BEGIN Dataset content

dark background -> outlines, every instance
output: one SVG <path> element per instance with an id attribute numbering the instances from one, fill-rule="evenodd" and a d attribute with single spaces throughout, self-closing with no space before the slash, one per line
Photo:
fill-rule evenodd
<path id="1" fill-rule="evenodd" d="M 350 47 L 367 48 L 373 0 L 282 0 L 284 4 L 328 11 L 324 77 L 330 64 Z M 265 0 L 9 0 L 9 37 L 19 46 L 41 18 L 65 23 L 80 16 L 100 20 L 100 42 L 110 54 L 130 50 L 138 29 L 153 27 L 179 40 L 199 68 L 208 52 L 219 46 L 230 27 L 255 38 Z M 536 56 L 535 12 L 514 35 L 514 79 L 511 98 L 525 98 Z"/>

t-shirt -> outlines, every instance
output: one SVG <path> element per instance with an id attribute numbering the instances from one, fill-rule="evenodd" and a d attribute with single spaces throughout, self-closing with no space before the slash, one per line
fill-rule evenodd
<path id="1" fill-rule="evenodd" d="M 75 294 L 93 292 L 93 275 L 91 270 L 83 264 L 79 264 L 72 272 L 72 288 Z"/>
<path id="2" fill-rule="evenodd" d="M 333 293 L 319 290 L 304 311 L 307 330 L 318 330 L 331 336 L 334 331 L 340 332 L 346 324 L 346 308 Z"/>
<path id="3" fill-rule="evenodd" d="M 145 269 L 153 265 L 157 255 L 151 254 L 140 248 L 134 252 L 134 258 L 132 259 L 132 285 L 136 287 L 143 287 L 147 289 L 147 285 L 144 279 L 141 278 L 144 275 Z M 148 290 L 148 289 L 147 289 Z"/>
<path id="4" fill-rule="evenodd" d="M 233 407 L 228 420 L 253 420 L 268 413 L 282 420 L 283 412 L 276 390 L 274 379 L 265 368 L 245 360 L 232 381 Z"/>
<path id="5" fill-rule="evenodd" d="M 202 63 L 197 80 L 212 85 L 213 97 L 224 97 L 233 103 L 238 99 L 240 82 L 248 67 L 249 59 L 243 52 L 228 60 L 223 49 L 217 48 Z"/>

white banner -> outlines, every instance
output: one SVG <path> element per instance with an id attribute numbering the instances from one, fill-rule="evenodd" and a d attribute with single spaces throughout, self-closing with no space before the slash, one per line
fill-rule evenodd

END Dataset content

• **Directions**
Go through the entries above and copy every line containing "outlines".

• **Response to this exercise**
dark background -> outlines, every instance
t-shirt -> outlines, every instance
white banner -> outlines, every instance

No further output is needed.